▶ **Written exercise**: Rewrite the part of the material below that opens with the line containing "Locate the green leaf" and runs through the end of the material as a numbered list, leaving out any blank lines.

▶ **Raw records**:
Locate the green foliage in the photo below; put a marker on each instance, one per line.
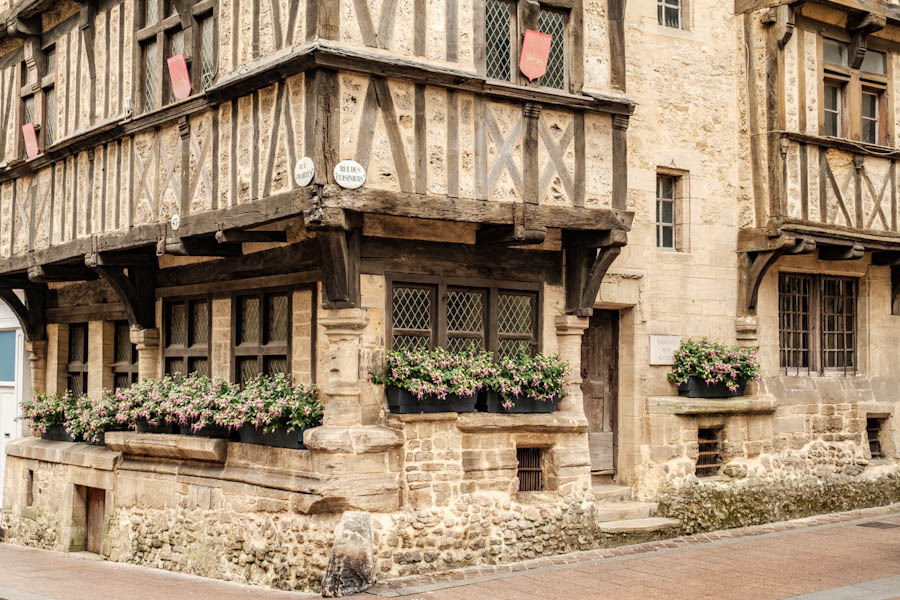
(714, 363)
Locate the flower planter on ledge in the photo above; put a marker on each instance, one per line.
(403, 402)
(493, 402)
(698, 388)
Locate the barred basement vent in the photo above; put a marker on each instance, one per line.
(873, 431)
(709, 458)
(530, 473)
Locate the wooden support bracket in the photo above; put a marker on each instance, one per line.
(759, 263)
(136, 291)
(854, 252)
(588, 258)
(32, 314)
(340, 267)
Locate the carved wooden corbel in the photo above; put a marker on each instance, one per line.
(588, 258)
(32, 314)
(759, 263)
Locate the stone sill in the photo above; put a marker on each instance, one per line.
(680, 405)
(78, 454)
(556, 422)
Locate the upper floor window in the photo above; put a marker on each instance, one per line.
(499, 319)
(161, 37)
(505, 24)
(817, 323)
(669, 13)
(848, 90)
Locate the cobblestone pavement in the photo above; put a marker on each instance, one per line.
(844, 556)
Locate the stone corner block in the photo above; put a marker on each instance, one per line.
(351, 569)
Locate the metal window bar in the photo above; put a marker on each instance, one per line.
(530, 472)
(839, 323)
(553, 22)
(709, 458)
(668, 13)
(794, 317)
(498, 39)
(873, 433)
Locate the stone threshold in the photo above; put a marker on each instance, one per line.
(475, 422)
(682, 405)
(419, 584)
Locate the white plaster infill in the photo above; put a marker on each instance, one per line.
(65, 453)
(556, 422)
(681, 405)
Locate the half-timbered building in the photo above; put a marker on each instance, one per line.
(683, 168)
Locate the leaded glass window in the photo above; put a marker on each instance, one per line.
(262, 334)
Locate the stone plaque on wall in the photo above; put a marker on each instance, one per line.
(662, 349)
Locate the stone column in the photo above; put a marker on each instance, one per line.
(147, 342)
(569, 331)
(359, 459)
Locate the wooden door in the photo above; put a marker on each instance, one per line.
(599, 374)
(96, 509)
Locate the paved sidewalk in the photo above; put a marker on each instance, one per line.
(845, 556)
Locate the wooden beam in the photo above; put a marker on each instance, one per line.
(237, 236)
(136, 292)
(509, 235)
(340, 267)
(760, 262)
(850, 252)
(31, 314)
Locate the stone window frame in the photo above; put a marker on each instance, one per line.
(263, 349)
(522, 18)
(438, 333)
(124, 367)
(681, 208)
(78, 366)
(161, 33)
(816, 333)
(852, 82)
(188, 351)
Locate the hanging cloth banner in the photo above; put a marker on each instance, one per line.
(31, 147)
(181, 81)
(535, 52)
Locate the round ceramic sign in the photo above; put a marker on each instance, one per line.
(304, 171)
(349, 174)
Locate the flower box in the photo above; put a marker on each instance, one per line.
(698, 388)
(279, 438)
(403, 402)
(57, 433)
(491, 401)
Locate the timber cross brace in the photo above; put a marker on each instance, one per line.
(759, 262)
(588, 257)
(133, 278)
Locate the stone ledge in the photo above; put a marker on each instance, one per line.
(681, 405)
(162, 445)
(66, 453)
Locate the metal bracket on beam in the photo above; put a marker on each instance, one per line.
(759, 263)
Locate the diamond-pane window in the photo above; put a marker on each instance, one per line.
(553, 22)
(151, 76)
(186, 324)
(498, 36)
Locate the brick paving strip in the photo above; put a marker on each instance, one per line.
(583, 560)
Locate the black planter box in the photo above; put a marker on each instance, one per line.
(493, 402)
(403, 402)
(280, 438)
(57, 433)
(697, 388)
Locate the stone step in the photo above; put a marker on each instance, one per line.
(618, 511)
(649, 525)
(612, 493)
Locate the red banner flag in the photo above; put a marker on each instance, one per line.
(31, 148)
(535, 52)
(181, 81)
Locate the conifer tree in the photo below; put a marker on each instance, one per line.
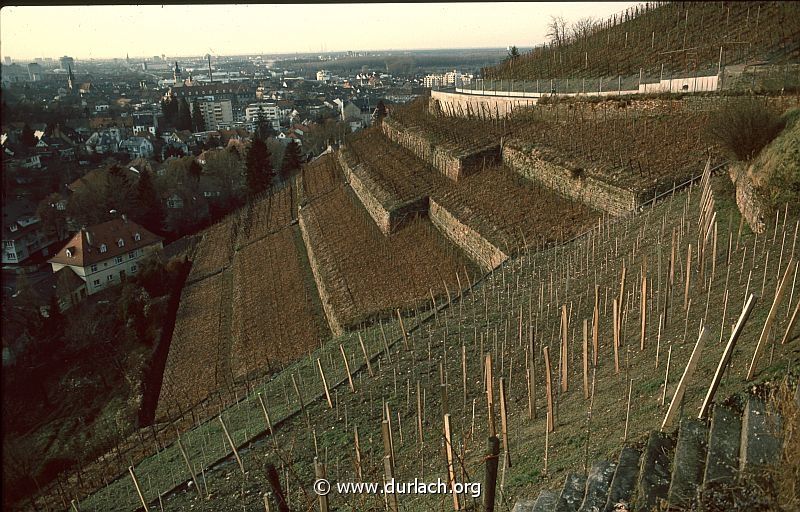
(291, 160)
(259, 172)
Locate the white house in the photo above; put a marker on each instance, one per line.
(103, 254)
(137, 147)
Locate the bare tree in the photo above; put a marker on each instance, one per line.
(557, 30)
(583, 28)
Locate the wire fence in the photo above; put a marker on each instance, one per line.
(772, 78)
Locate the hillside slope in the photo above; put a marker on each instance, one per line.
(684, 37)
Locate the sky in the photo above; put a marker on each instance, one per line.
(87, 32)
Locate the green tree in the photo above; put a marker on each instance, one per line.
(149, 210)
(291, 160)
(184, 121)
(198, 123)
(264, 128)
(194, 170)
(169, 107)
(28, 137)
(380, 112)
(258, 168)
(54, 221)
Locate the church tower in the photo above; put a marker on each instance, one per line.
(71, 80)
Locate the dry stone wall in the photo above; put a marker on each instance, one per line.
(591, 191)
(387, 216)
(334, 322)
(449, 162)
(485, 254)
(748, 200)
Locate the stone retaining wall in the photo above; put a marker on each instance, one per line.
(481, 251)
(448, 162)
(387, 217)
(465, 105)
(591, 191)
(750, 203)
(334, 322)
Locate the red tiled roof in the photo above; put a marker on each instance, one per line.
(85, 245)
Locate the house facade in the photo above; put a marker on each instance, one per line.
(137, 147)
(104, 254)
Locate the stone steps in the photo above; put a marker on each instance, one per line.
(572, 494)
(689, 463)
(597, 485)
(623, 484)
(672, 470)
(654, 473)
(759, 445)
(724, 438)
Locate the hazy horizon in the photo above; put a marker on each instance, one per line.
(105, 32)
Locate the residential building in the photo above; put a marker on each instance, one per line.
(23, 234)
(216, 114)
(137, 147)
(104, 254)
(67, 62)
(104, 141)
(324, 76)
(35, 72)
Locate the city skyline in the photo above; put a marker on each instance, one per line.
(105, 32)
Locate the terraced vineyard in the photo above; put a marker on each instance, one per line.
(360, 271)
(639, 151)
(196, 356)
(274, 319)
(683, 37)
(512, 212)
(397, 174)
(528, 316)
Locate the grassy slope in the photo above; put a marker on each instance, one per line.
(520, 283)
(642, 43)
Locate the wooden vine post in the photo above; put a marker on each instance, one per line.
(687, 375)
(451, 474)
(138, 489)
(230, 442)
(564, 350)
(548, 390)
(347, 368)
(726, 356)
(585, 358)
(770, 319)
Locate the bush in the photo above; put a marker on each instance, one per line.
(743, 127)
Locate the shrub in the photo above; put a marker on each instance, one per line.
(743, 126)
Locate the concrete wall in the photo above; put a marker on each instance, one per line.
(691, 84)
(481, 251)
(448, 162)
(595, 193)
(498, 104)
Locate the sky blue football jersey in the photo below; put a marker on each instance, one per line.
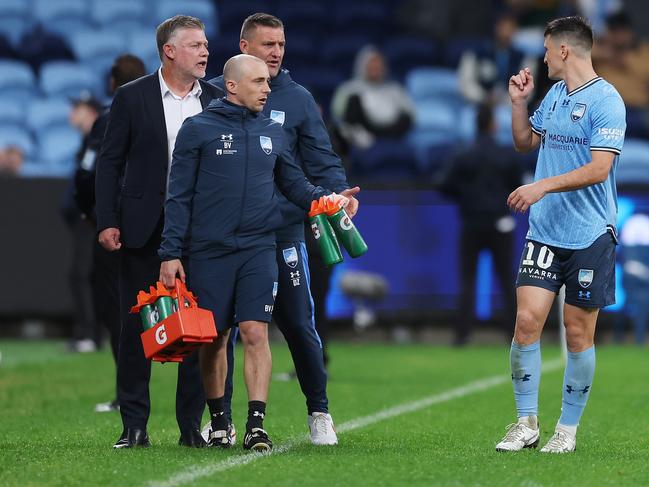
(571, 125)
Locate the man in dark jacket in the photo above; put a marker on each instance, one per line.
(132, 170)
(292, 106)
(222, 208)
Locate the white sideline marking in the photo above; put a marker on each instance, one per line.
(195, 473)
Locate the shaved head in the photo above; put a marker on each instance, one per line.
(246, 81)
(237, 66)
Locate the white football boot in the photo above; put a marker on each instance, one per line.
(522, 434)
(321, 426)
(231, 433)
(563, 441)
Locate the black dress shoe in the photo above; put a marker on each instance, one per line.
(192, 438)
(132, 437)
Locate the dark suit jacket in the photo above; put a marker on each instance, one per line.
(134, 152)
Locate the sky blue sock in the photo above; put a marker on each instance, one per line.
(525, 361)
(577, 382)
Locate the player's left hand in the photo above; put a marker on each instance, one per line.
(525, 196)
(352, 204)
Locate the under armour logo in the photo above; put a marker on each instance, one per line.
(525, 378)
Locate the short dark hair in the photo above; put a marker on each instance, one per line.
(168, 28)
(575, 29)
(257, 19)
(126, 68)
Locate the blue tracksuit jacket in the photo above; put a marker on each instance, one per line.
(221, 195)
(294, 108)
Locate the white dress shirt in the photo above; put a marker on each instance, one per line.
(176, 110)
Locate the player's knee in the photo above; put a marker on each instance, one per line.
(254, 334)
(528, 327)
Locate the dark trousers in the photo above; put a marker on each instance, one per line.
(472, 241)
(140, 268)
(294, 316)
(106, 293)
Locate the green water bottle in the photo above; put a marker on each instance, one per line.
(148, 316)
(324, 235)
(347, 232)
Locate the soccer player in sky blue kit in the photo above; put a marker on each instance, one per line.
(580, 128)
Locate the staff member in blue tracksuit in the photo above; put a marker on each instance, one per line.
(262, 35)
(222, 207)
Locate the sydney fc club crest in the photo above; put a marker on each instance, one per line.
(266, 144)
(290, 257)
(578, 111)
(278, 116)
(585, 277)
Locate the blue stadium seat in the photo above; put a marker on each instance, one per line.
(406, 53)
(44, 113)
(633, 168)
(98, 49)
(63, 16)
(57, 147)
(386, 159)
(302, 18)
(66, 78)
(430, 83)
(203, 9)
(17, 80)
(19, 137)
(454, 49)
(142, 44)
(529, 41)
(120, 15)
(12, 110)
(14, 19)
(341, 51)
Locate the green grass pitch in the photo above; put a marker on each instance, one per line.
(49, 434)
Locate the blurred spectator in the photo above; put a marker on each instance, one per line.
(11, 160)
(369, 106)
(480, 179)
(86, 335)
(484, 74)
(623, 60)
(635, 255)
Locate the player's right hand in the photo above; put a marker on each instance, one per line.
(168, 271)
(521, 85)
(109, 239)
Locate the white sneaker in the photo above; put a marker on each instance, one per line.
(522, 434)
(322, 429)
(231, 433)
(562, 441)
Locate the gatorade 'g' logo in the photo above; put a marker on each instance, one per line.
(161, 335)
(346, 223)
(316, 231)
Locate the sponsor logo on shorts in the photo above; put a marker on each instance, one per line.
(584, 295)
(578, 111)
(535, 273)
(266, 144)
(278, 116)
(290, 257)
(585, 277)
(295, 277)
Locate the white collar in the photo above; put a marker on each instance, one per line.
(164, 89)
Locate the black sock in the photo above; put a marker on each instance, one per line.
(217, 413)
(256, 413)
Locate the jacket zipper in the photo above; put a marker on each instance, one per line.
(245, 171)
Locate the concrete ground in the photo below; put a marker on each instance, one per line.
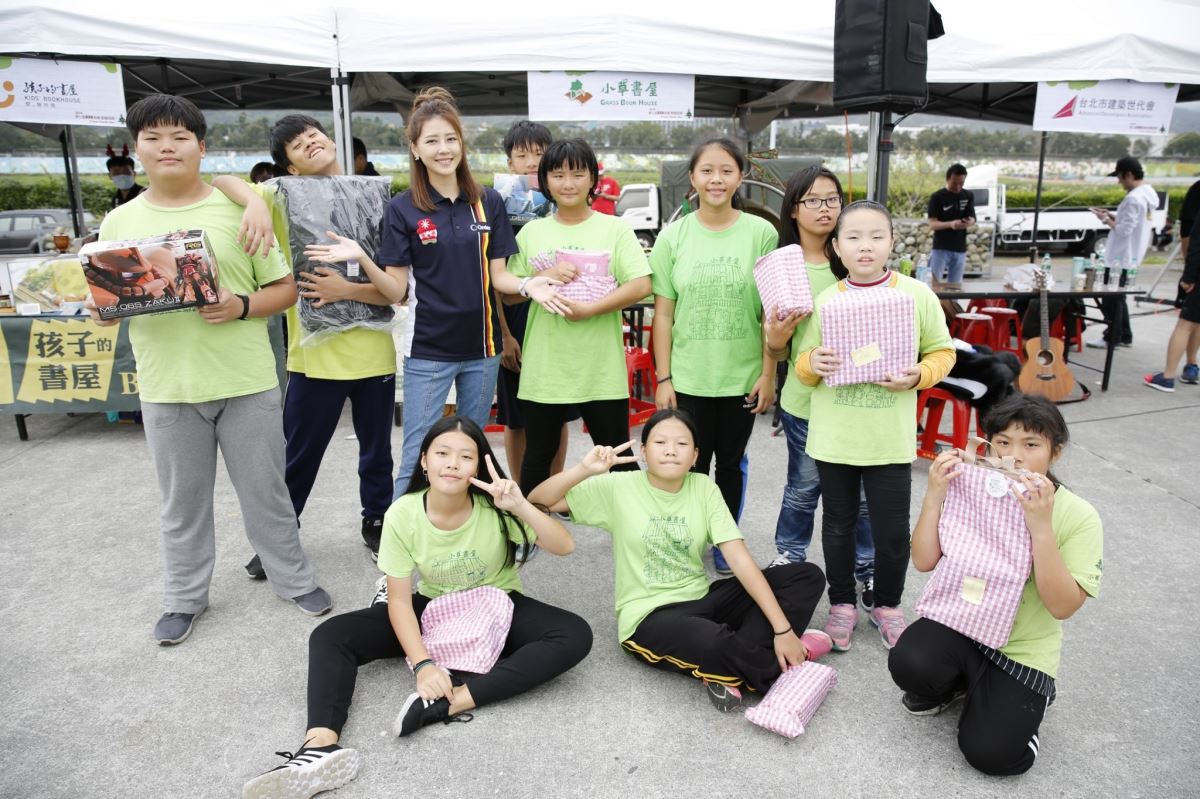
(94, 708)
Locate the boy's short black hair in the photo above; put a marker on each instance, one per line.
(526, 134)
(287, 128)
(169, 109)
(573, 154)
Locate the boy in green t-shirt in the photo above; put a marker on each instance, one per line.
(358, 365)
(207, 378)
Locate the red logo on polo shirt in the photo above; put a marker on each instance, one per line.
(427, 232)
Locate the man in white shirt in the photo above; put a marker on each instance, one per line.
(1127, 244)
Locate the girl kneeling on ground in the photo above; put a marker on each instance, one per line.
(742, 631)
(447, 514)
(1007, 690)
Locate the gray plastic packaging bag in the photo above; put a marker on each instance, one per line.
(351, 206)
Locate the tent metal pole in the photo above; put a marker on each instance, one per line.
(72, 168)
(341, 92)
(1037, 199)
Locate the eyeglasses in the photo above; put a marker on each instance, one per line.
(814, 203)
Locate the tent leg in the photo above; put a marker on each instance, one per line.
(341, 92)
(71, 164)
(1037, 199)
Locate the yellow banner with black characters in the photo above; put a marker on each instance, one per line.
(65, 366)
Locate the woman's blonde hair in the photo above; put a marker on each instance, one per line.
(431, 102)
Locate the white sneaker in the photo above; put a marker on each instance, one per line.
(306, 773)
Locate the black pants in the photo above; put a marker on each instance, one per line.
(888, 491)
(999, 726)
(724, 637)
(544, 642)
(607, 421)
(311, 410)
(723, 428)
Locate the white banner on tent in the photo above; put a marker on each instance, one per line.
(61, 92)
(1105, 107)
(562, 96)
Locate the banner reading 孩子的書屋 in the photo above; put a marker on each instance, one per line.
(563, 96)
(61, 92)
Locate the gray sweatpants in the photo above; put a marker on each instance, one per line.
(183, 439)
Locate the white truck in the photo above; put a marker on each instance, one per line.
(1073, 227)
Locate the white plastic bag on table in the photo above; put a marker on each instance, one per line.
(353, 208)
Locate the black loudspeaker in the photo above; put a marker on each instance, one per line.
(880, 53)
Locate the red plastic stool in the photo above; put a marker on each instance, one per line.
(934, 401)
(642, 383)
(1006, 323)
(972, 328)
(973, 306)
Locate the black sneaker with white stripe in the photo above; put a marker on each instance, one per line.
(925, 706)
(305, 773)
(420, 713)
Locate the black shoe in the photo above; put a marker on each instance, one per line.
(420, 713)
(724, 697)
(923, 706)
(255, 569)
(869, 594)
(372, 533)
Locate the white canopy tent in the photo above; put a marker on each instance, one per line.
(774, 60)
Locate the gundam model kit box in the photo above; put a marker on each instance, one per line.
(151, 275)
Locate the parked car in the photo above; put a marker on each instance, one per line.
(27, 229)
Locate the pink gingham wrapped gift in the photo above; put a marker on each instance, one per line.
(987, 557)
(783, 282)
(465, 631)
(874, 330)
(592, 282)
(793, 700)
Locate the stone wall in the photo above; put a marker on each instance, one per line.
(915, 238)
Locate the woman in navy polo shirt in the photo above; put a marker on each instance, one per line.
(453, 238)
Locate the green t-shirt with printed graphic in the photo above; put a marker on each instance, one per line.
(796, 397)
(449, 560)
(183, 359)
(565, 361)
(658, 538)
(717, 335)
(1036, 640)
(865, 424)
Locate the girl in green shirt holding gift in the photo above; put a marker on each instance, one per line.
(460, 532)
(732, 634)
(708, 347)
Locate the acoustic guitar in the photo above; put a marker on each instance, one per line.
(1045, 373)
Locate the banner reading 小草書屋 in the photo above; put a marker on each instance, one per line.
(61, 92)
(1105, 107)
(563, 96)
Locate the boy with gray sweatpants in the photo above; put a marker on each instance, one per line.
(207, 377)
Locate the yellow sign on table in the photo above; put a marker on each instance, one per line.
(69, 360)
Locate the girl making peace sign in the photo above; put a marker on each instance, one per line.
(459, 532)
(732, 634)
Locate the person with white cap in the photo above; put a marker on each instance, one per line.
(607, 192)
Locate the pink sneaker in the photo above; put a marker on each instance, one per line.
(840, 626)
(891, 623)
(817, 643)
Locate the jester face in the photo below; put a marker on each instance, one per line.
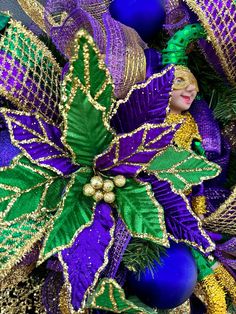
(185, 89)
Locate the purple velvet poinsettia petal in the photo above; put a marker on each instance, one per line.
(87, 256)
(130, 153)
(180, 221)
(146, 103)
(40, 141)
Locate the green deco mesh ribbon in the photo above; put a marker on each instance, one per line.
(175, 53)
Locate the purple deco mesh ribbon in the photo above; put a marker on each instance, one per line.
(121, 45)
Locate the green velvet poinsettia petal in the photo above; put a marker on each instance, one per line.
(140, 211)
(29, 196)
(109, 296)
(19, 237)
(87, 92)
(26, 189)
(182, 168)
(4, 19)
(75, 213)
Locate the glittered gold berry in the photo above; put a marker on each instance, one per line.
(108, 185)
(96, 182)
(88, 190)
(98, 196)
(120, 181)
(109, 197)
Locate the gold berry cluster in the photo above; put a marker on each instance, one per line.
(102, 189)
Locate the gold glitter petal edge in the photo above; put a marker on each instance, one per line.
(188, 186)
(86, 88)
(211, 246)
(43, 138)
(22, 252)
(42, 257)
(96, 277)
(112, 283)
(35, 11)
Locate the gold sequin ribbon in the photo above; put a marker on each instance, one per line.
(214, 295)
(226, 281)
(199, 204)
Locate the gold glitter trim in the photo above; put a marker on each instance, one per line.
(17, 274)
(143, 147)
(224, 218)
(68, 100)
(188, 130)
(98, 273)
(199, 204)
(215, 296)
(43, 257)
(226, 281)
(220, 39)
(176, 172)
(113, 284)
(211, 246)
(23, 251)
(39, 138)
(114, 109)
(35, 11)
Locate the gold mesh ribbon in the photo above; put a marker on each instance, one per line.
(224, 218)
(199, 204)
(214, 295)
(219, 20)
(226, 281)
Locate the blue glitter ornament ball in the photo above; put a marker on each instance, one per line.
(146, 17)
(173, 281)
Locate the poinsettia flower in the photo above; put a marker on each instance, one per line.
(43, 192)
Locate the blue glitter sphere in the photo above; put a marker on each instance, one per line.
(171, 284)
(146, 17)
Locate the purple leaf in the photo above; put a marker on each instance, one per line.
(146, 103)
(130, 153)
(87, 256)
(40, 141)
(179, 218)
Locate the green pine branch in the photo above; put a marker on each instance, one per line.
(141, 254)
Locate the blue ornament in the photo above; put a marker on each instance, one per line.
(146, 17)
(171, 284)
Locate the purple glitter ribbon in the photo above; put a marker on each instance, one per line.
(86, 258)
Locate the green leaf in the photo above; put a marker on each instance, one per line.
(75, 213)
(87, 95)
(109, 296)
(27, 189)
(182, 168)
(17, 238)
(140, 211)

▶ **Reply to the exercise**:
1. Locate the green leaf in the photo above; put a marker on each instance, one per line.
2. (75, 213)
3. (87, 95)
4. (109, 296)
5. (27, 189)
6. (182, 168)
7. (17, 238)
8. (140, 211)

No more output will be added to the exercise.